Instructions to follow: Print each entry in full, word for word, with no pictures in the result.

(Dataset entries)
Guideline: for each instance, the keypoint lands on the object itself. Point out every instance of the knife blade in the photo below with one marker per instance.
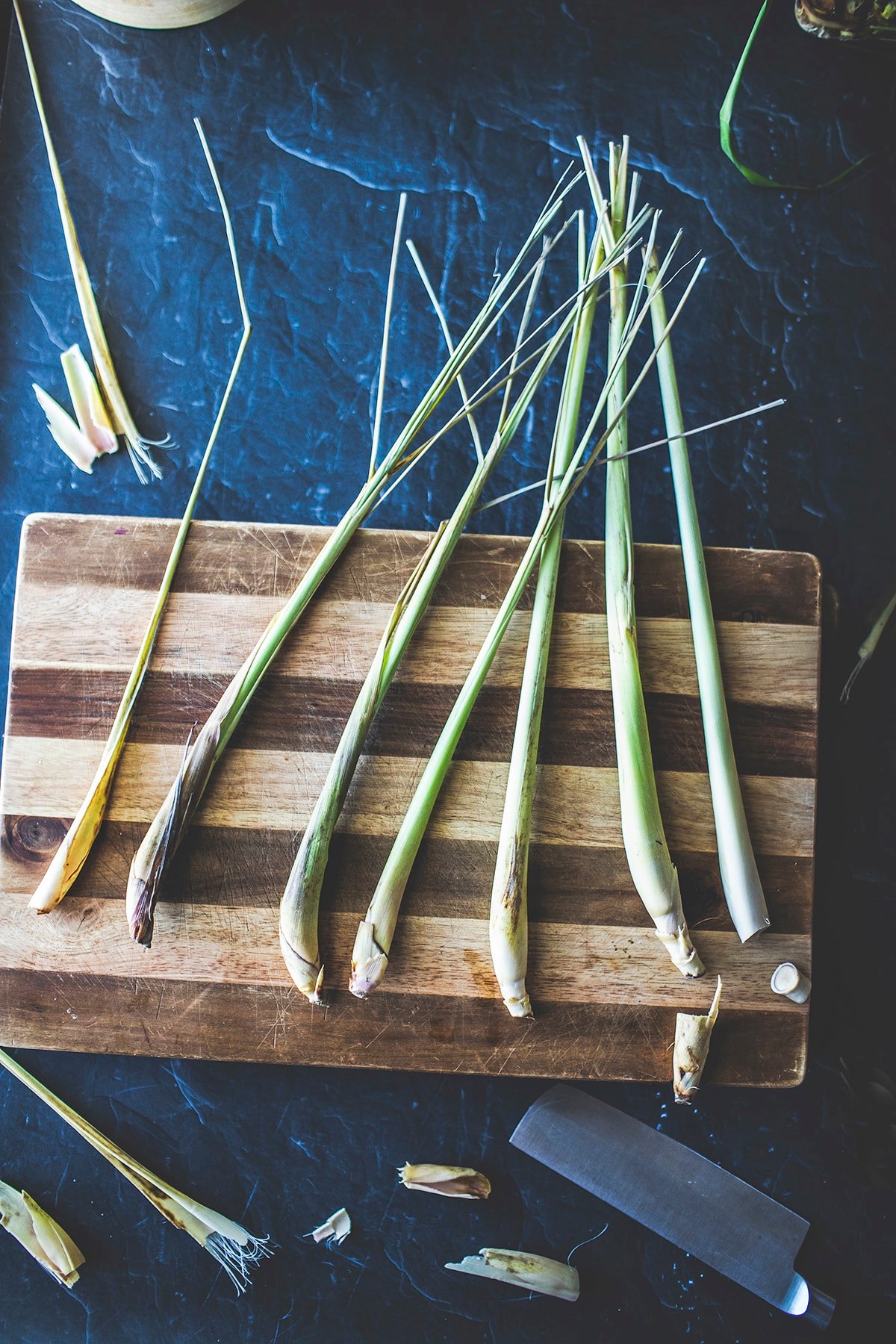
(676, 1192)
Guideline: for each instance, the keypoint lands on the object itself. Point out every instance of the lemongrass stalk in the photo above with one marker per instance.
(151, 863)
(40, 1236)
(300, 905)
(374, 940)
(741, 880)
(652, 870)
(234, 1249)
(80, 839)
(120, 413)
(508, 917)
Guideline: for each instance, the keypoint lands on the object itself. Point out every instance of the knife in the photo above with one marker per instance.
(676, 1192)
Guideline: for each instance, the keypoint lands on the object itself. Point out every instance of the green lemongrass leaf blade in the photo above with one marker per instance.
(120, 411)
(149, 866)
(234, 1249)
(300, 905)
(726, 134)
(80, 839)
(388, 322)
(652, 870)
(40, 1234)
(736, 860)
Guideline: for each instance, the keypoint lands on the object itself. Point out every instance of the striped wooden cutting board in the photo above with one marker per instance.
(214, 986)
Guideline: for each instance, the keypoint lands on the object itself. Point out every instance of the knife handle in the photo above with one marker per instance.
(821, 1308)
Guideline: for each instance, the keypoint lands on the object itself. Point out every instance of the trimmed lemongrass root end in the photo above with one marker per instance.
(40, 1236)
(368, 961)
(534, 1273)
(453, 1182)
(692, 1048)
(790, 983)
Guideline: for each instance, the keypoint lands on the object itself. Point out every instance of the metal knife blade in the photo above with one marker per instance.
(676, 1192)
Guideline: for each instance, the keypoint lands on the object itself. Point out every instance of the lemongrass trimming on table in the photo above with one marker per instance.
(122, 421)
(73, 853)
(234, 1249)
(374, 939)
(452, 1182)
(521, 1269)
(650, 865)
(691, 1048)
(42, 1236)
(299, 913)
(508, 915)
(741, 880)
(151, 863)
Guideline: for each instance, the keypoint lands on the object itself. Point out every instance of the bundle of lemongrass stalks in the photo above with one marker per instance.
(621, 272)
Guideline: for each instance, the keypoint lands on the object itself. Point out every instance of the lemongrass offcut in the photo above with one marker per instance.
(234, 1249)
(40, 1236)
(652, 870)
(741, 880)
(149, 867)
(80, 839)
(119, 410)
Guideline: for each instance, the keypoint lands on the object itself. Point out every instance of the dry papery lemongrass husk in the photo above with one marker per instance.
(454, 1182)
(234, 1249)
(692, 1048)
(74, 850)
(300, 905)
(40, 1234)
(151, 863)
(650, 865)
(374, 940)
(520, 1269)
(120, 416)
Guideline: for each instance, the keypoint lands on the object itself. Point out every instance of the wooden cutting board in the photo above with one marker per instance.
(214, 986)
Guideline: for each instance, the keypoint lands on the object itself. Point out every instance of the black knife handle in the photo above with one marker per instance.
(821, 1308)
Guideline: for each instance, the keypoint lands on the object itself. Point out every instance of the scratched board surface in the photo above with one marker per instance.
(214, 984)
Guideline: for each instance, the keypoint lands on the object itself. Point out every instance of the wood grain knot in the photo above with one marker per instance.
(33, 838)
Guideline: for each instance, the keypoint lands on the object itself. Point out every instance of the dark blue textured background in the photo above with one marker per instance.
(319, 114)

Exercise output:
Guideline: for each instance, the keypoint lands on the object itself. Point out every instance of the knife blade in the photo below with one marker per instance.
(676, 1192)
Guideline: for each instance, the keypoint lands on the object itself. Point out every instance of the lemongrass stalk in the photo above with one marker per instance.
(151, 863)
(40, 1236)
(300, 905)
(374, 940)
(741, 880)
(652, 870)
(234, 1249)
(80, 839)
(120, 413)
(508, 917)
Guideline: for each instance, the keypoint lands on the object itself. Point out every instance of the knife in the photo above with one marker per instance.
(676, 1192)
Guideline: for each instance, the keypoint lands on the object itself. Point out every instance of the green lemongrass leaf blade in the photo above with one marker per instance.
(120, 411)
(149, 866)
(234, 1249)
(300, 905)
(726, 134)
(80, 839)
(388, 322)
(652, 870)
(40, 1234)
(736, 860)
Guideline: for each instance, the keypoint lands on the object itself. Point out every instance of the striped wooden cutting board in the photo above with one marker per instance.
(214, 986)
Guideline: for each instance, the keypoint lands on the object itself. Point out every instance of the knife handle in the photo above with one marker per instance.
(821, 1308)
Guideline: for each instance, the keypoint lands on the object itself. Point out every instance of the trimmed lemongrass root end in the photo above with one marker per instance.
(40, 1236)
(368, 961)
(534, 1273)
(453, 1182)
(692, 1048)
(790, 983)
Guideline: for each instance, the keypoint lands on the object itself. Point out every instance of the metal knife blade in the photo above with one marker per instance.
(676, 1192)
Guideline: for each instance, the keypoint lands on the object itself. Point out every instance of the lemongrass trimming on table in the photo above with one marker per instance.
(122, 421)
(73, 853)
(234, 1249)
(374, 939)
(452, 1182)
(521, 1269)
(650, 865)
(691, 1048)
(42, 1236)
(299, 913)
(508, 915)
(741, 880)
(151, 863)
Guideline: for each instance, the keypoint lands on the object itself. Point out every instance of the bundle of lemongrass stalks in the photo above with one marker per instance.
(621, 272)
Guideline: for each instance, the keypoint lands on the object itself. Point out every instance of the lemongrass offcut in the photo above with one marker per instance.
(234, 1249)
(40, 1236)
(652, 870)
(741, 880)
(149, 867)
(80, 839)
(119, 410)
Guideline: for each instance, the keypoint lands on the object itself. Point out every instance of the dry papery lemongrass husk in the photo above with one marker per instance.
(454, 1182)
(234, 1249)
(692, 1048)
(74, 850)
(300, 905)
(40, 1234)
(151, 863)
(650, 865)
(374, 940)
(520, 1269)
(120, 416)
Guideline: for each instance, the keypoint lands on the object itself. Point out every instance of the wooden cutting board in the photo above with one marker per instance.
(214, 986)
Guideline: for each instance, the keypoint lands on the object itself. Point out every instance of the black knife handle in the photo above with one marker per instance.
(821, 1308)
Guideline: for each instance, the keypoint lands on the object itself. Point out every instance of the scratched board surface in the photo above with one marker per instance.
(214, 984)
Guideline: for each instance, the keypoint lands on the object itself. Point out every instance of the wood grain knot in the photo above with one marker per instance.
(33, 838)
Guideline: for each instance, the keypoint lands on the object itself. Point out every instance of the dark blue textured background in the photo above with one marker per instance.
(319, 114)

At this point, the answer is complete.